* begin RECORDS SUPPLIED *

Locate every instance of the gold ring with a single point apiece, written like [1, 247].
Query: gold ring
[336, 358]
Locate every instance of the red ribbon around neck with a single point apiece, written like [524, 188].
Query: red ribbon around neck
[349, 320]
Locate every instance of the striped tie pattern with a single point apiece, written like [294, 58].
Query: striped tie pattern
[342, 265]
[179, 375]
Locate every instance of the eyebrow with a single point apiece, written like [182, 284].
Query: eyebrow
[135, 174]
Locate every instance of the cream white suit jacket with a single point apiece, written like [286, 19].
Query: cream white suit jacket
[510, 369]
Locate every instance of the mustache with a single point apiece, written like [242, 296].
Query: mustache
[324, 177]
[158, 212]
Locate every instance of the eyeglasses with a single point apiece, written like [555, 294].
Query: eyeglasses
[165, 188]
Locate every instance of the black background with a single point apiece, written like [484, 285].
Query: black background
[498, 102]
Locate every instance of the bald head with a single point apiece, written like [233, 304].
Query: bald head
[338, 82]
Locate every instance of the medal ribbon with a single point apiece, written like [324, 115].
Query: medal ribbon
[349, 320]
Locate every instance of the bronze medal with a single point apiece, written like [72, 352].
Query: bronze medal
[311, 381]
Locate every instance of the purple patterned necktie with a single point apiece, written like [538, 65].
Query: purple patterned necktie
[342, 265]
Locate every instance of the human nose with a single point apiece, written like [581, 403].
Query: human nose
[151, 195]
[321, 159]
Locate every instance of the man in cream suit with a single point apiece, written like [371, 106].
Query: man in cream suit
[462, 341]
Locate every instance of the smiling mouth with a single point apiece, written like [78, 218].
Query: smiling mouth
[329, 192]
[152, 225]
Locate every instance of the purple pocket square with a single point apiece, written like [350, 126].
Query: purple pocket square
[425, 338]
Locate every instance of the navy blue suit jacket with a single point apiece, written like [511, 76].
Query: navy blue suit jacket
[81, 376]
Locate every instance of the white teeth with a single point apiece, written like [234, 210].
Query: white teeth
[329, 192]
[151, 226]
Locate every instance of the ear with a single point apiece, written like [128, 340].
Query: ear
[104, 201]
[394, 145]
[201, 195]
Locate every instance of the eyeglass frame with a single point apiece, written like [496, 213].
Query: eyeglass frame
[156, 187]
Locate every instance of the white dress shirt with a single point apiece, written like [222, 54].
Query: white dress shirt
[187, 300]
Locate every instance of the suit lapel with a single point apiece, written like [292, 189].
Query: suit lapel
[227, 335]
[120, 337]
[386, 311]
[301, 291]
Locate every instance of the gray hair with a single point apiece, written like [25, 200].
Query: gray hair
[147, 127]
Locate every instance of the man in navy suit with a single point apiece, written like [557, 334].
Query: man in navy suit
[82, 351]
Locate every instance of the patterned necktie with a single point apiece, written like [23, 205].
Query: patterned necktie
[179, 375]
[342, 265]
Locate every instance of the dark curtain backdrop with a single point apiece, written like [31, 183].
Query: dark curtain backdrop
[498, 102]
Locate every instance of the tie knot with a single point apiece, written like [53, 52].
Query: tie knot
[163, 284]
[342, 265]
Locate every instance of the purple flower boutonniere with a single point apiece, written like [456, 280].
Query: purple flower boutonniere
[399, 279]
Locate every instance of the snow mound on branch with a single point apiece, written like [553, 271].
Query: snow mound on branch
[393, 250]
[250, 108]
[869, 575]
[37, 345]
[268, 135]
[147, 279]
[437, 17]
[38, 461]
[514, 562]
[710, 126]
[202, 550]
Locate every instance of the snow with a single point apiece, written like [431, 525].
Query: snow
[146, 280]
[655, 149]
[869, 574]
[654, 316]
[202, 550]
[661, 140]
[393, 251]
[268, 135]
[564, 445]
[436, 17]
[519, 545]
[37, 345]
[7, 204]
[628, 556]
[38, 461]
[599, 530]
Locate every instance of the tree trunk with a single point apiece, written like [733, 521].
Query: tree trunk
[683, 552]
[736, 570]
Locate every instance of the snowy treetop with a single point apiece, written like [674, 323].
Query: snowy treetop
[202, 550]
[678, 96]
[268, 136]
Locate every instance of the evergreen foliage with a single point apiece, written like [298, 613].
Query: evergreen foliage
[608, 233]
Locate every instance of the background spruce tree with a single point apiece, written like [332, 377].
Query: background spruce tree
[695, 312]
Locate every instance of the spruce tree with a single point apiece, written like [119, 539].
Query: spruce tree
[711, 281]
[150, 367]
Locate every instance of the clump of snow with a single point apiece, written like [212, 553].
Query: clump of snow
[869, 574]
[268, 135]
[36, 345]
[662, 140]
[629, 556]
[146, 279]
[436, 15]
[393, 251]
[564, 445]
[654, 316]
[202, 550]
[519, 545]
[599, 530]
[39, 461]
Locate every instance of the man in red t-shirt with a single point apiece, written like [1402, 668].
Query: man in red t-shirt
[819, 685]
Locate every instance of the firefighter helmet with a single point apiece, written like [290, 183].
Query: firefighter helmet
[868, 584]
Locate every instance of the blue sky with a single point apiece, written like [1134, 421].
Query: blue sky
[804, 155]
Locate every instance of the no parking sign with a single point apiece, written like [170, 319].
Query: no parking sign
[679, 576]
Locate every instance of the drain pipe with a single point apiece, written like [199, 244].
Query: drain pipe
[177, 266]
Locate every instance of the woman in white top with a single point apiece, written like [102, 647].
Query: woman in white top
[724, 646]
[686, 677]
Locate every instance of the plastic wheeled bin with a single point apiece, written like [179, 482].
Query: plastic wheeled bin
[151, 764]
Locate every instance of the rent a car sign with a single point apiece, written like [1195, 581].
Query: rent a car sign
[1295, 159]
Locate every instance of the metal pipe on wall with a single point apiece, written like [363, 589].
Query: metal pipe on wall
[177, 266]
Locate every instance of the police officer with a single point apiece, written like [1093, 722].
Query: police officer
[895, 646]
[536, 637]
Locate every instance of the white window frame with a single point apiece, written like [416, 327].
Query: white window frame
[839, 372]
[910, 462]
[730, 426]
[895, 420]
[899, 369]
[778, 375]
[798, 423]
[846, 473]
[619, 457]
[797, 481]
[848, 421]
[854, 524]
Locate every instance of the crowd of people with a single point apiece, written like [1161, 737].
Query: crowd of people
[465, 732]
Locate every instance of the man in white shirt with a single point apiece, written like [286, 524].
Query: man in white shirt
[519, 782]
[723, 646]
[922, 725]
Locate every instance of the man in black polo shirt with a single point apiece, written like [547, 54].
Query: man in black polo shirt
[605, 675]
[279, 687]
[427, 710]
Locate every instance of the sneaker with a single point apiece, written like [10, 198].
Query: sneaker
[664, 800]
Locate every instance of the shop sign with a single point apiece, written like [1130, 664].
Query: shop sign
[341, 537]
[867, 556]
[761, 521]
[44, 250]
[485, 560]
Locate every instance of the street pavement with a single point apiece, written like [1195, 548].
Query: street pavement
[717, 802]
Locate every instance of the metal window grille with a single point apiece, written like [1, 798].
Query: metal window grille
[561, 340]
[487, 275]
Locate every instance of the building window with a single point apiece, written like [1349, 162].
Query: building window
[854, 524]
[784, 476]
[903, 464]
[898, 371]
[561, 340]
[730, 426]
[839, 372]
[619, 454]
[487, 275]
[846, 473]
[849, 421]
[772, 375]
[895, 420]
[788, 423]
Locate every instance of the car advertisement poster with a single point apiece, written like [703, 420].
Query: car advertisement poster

* end RECORDS SUPPLIED *

● **GOAL**
Print the records above exactly as they appear.

● **PROBLEM SOLUTION**
Locate every instance of the gold ring with a single point apiece, written like [1, 247].
Query: gold ring
[336, 358]
Locate every instance of the red ribbon around neck with a single point apiece, written like [524, 188].
Query: red ribbon around neck
[349, 320]
Locate every instance of the striped tie pattern with a single point apiece, written like [294, 58].
Query: striped tie pattern
[342, 265]
[179, 375]
Locate every instance of the eyebrow with a single point apiece, written like [182, 284].
Query: eyebrow
[135, 174]
Locate every instance of the cream white suit jacket with a single point apiece, written like [286, 19].
Query: cream white suit jacket
[510, 369]
Locate every instance of the mustache with a single point apiece, written like [242, 296].
Query: mustache
[324, 177]
[158, 212]
Locate every instance of the eyeglasses with a single point apiece, written like [555, 294].
Query: eyeglasses
[165, 188]
Locate every instance of the black background with a single point apiece, written like [484, 285].
Query: black background
[498, 102]
Locate every instance of the bald head with a single point apiece, written like [233, 304].
Query: bald head
[338, 82]
Locate every instance of the medal ribbon with a single point apiece, written like [324, 115].
Query: medal ribbon
[349, 320]
Locate every instance of the bronze medal with a single point apiece, written like [72, 352].
Query: bronze medal
[311, 381]
Locate every instance of the purple patterned necktie with a single point apiece, written like [538, 65].
Query: purple patterned necktie
[342, 265]
Locate every instance of the human nose with a single point apiece, written like [581, 403].
Query: human nose
[151, 195]
[321, 159]
Locate every instance of the man in cream suit with a single point apiece, written like [371, 106].
Query: man in cream suit
[462, 341]
Locate every instance of the smiling mouth with a single point apiece, written like [78, 218].
Query: smiling mouth
[329, 192]
[152, 225]
Locate every instance of the purple pocket square with a single point apiece, written like [350, 126].
Query: purple pocket square
[425, 338]
Locate every instance of the navy blue suit jacket with a single point apiece, written like [511, 76].
Query: navy blue suit jacket
[81, 376]
Locate every instance of the white teeth with a single point apiece, written like [234, 210].
Query: white teeth
[329, 192]
[151, 226]
Locate every instance of the ear with a single point apiece, written like [128, 340].
Query: ear
[104, 201]
[394, 145]
[201, 195]
Locate every instance of the eyeglass frame with a single point apiece, written like [496, 213].
Query: eyeglass frame
[156, 187]
Locate every instance of the white dress shirt with a single point apiece, written like [222, 54].
Query: white dress shirt
[187, 300]
Locate every instance of the suit lapel with a single point apiece, written like [292, 189].
Query: suit lapel
[227, 335]
[120, 337]
[386, 311]
[301, 291]
Locate every instance of the gray hair with a single point apiece, written like [25, 200].
Query: gray hair
[147, 127]
Locate every instance of the man in navy suit with a single point apiece, written like [557, 334].
Query: man in navy suit
[82, 351]
Locate every instance of the patterned necktie with a single point apiece, written like [23, 205].
Query: patterned necktie
[179, 375]
[342, 265]
Locate every instance of the dark curtain backdrop with a single point apiece, written like [31, 183].
Query: dark curtain backdrop
[498, 102]
Locate every instance of the tie knot with a single point apiece, written like [53, 52].
Query: tie knot
[163, 284]
[342, 265]
Locate every instance of the purple flower boutonniere with a single point apiece, written like [456, 280].
Query: purple flower boutonniere
[399, 279]
Locate every instance of the snow mound on branch with a single point apiece, written like [553, 271].
Query: snow mound on branch
[393, 250]
[250, 108]
[869, 575]
[37, 345]
[268, 135]
[147, 279]
[437, 17]
[38, 461]
[514, 562]
[710, 126]
[202, 550]
Locate every instance of the snow with a single point apiece, written like [431, 525].
Query: snow
[146, 280]
[655, 149]
[869, 574]
[654, 316]
[202, 550]
[661, 140]
[393, 251]
[268, 135]
[564, 445]
[436, 17]
[519, 545]
[37, 345]
[7, 204]
[628, 556]
[38, 461]
[599, 530]
Locate every instance of the tree trunk with a single point apiece, written like [733, 521].
Query: tree trunk
[683, 552]
[736, 570]
Locate every instance of the snowy treetop with a single point apiece, written like [674, 323].
Query: snowy treetop
[202, 550]
[678, 96]
[268, 136]
Locate every instance of the evergreen foliage with a single point apiece, written like [298, 613].
Query: evergreen foliage
[608, 233]
Locate every instance of the background spruce tree with a single point apiece, written like [332, 377].
Query: background spruce tree
[695, 312]
Locate every instance of the spruce tree with a single point apiece, written like [119, 539].
Query: spruce tree
[711, 281]
[150, 367]
Locate every instance of the clump of snow with a single point apiece, written like [212, 553].
Query: clump of snow
[869, 574]
[268, 135]
[36, 345]
[662, 140]
[629, 556]
[146, 279]
[436, 15]
[393, 251]
[564, 445]
[654, 316]
[202, 550]
[519, 545]
[599, 530]
[39, 461]
Locate every instance of the man in red t-shirt with a single point apiece, written like [1402, 668].
Query: man in red t-shirt
[819, 685]
Locate every instance of the firefighter helmet with a single point apiece, written like [290, 183].
Query: firefighter helmet
[868, 584]
Locate every instance of the blue sky with a single point apiece, written like [1134, 421].
Query: blue sky
[804, 155]
Locate every instance of the no parking sign with a single point apiece, written like [170, 319].
Query: no parking sign
[679, 576]
Locate every instance of the drain pipe with a single point apiece, written like [199, 244].
Query: drain pipe
[177, 266]
Locate every instance of the woman in white top with a single point apiece, written like [102, 647].
Query: woman in white top
[724, 646]
[686, 677]
Locate every instance of the plastic wheeled bin with a single point apiece, written like [179, 482].
Query: plastic wheeled bin
[151, 764]
Locate every instance of the rent a car sign with a single point apiece, written like [1195, 581].
Query: rent a car sign
[1295, 159]
Locate every instance of the metal pipe on wall with a single point apiece, written like [363, 589].
Query: metal pipe on wall
[177, 266]
Locate every instance of the police officer with a single point apiece, written like [1093, 722].
Query: police officer
[895, 646]
[536, 637]
Locate every instance of the white window frame with a single point apiece, written like [416, 327].
Query: white window frame
[839, 372]
[910, 462]
[730, 426]
[895, 420]
[899, 369]
[778, 375]
[798, 423]
[846, 473]
[619, 457]
[797, 481]
[848, 421]
[854, 524]
Locate every instance of the crowd of people with a single point apiece, written like [1161, 737].
Query: crowd of people
[465, 732]
Locate every instance of the man in white shirt with a single point apiece, written like [286, 524].
Query: man in white shirt
[519, 782]
[723, 646]
[922, 725]
Locate every instance of the man in black polo shirt with a single point apiece, written like [547, 54].
Query: man in black polo shirt
[605, 675]
[279, 687]
[427, 710]
Locate every instance of the sneaker with a single point apiece, written like [10, 198].
Query: sneaker
[664, 800]
Locate every instance of the shop sign with a single point apiece, written like [1130, 664].
Query: shop sign
[341, 537]
[867, 556]
[761, 521]
[44, 250]
[485, 560]
Locate every instance of the street pavement with a single point apiece, written like [1195, 548].
Query: street pavement
[717, 802]
Locate every instance of the metal window grille with a single point apiece, written like [1, 798].
Query: metal window grille
[561, 340]
[487, 275]
Locate every instance of the building window with a single point apiece, written like [1349, 162].
Query: building window
[854, 524]
[784, 476]
[903, 464]
[898, 371]
[561, 340]
[730, 426]
[839, 372]
[619, 454]
[487, 275]
[846, 473]
[849, 421]
[772, 375]
[895, 420]
[788, 423]
Locate every instance of the car advertisement poster with a single point apiece, written like [703, 420].
Query: car advertisement poster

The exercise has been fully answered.